**Exercise set:**
#1 Answer these questions about the news article on the EU response to the animal experimentation petition:
(a) Which Vice-President stated that a complete ban would be premature?
(b) Which directive does the Citizen Initiative seek to repeal?
(c) By when will the Commission organize a conference to present a progress report?
#2 List every area the news article says Vice-President Jyrki Katainen is responsible for.

03 Jun 2015   |   News

Sigh of relief from researchers as EU rejects animal experimentation petition

A complete ban on animal research would be premature and risk chasing biomedical research out of Europe the Commission says in response to the ‘Stop Vivisection’ European Citizen’s Initiative

The European Commission outlined actions it will take in response to the 'Stop Vivisection' European Citizens' Initiative, but said it will not legislate for a ban on animal experimentation.

Whilst it shares the conviction that animal testing should be phased out in Europe, a complete ban would be premature, said Vice-President Jyrki Katainen, who is responsible for Jobs, Growth, Investment and Competitiveness. “Europe is reducing the use of animal testing. However, a complete ban on animal research in the EU would be premature and it would risk chasing out biomedical research from Europe,” Katainen said.

Directive 2010/63/EU, which the Citizen Initiative seeks to repeal, is the right legislation to ensure a high level of protection of the animals used in research, whilst also making moves to reduce experimentation over time, the Commission said.

The Commission will organise a conference by 2016 to present a progress report on the actions taken to accelerate progress in replacing, reducing and refining the use of animals testing.

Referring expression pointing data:

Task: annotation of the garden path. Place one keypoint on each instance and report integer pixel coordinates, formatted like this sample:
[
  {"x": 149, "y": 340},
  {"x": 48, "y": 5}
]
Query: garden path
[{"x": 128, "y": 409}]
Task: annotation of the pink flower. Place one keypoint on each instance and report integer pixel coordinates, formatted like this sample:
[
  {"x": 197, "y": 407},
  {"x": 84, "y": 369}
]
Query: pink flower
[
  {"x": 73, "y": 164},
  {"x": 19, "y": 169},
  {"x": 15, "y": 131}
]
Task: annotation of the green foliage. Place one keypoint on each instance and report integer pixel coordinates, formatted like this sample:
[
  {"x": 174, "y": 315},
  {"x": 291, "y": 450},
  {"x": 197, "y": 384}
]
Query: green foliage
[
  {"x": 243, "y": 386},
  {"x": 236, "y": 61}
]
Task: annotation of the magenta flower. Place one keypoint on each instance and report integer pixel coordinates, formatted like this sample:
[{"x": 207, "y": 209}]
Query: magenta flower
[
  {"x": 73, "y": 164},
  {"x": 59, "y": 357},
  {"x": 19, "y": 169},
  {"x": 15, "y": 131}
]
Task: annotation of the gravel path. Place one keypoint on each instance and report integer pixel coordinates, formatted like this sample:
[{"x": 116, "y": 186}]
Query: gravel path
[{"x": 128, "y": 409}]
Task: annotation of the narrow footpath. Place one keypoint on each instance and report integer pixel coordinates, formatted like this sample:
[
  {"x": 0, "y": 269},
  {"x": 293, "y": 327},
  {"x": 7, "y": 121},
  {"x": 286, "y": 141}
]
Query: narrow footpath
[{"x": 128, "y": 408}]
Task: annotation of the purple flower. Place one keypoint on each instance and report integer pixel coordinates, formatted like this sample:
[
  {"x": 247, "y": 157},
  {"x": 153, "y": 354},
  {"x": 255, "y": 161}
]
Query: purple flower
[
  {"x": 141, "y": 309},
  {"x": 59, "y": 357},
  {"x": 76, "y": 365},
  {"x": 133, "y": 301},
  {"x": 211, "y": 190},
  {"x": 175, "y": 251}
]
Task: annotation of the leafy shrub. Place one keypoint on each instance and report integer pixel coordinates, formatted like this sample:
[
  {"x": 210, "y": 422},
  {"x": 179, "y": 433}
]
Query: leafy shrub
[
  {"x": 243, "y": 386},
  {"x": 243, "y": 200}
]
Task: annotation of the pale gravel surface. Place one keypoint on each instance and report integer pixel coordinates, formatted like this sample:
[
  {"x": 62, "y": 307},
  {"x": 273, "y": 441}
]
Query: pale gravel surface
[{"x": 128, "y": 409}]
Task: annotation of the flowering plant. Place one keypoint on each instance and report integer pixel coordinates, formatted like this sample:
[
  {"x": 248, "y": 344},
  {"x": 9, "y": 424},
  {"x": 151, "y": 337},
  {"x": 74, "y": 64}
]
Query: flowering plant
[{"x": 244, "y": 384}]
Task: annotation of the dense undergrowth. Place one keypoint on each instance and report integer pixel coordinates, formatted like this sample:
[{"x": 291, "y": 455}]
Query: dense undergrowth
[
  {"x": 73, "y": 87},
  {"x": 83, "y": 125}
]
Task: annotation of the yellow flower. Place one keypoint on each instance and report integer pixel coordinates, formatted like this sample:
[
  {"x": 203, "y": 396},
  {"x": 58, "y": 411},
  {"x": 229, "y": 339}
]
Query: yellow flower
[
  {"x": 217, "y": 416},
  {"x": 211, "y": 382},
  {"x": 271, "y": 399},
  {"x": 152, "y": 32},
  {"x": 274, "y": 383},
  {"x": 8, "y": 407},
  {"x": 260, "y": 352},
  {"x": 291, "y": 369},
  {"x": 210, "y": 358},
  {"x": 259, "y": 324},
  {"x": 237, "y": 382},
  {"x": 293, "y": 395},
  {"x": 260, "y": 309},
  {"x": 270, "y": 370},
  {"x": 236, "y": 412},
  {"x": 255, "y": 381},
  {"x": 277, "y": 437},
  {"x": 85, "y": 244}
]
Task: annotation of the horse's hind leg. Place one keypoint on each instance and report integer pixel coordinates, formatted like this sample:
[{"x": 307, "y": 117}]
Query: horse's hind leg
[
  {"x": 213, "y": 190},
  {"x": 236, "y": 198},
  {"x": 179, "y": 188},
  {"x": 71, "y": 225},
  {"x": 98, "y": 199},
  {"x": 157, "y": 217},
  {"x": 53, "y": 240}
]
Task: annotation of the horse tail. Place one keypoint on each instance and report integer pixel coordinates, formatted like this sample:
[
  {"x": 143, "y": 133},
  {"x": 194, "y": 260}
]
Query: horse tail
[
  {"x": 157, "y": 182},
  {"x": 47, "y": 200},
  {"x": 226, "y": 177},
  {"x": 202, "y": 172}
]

**Results for the exercise:**
#1
(a) Jyrki Katainen
(b) Directive 2010/63/EU
(c) By 2016

#2
Jobs
Growth
Investment
Competitiveness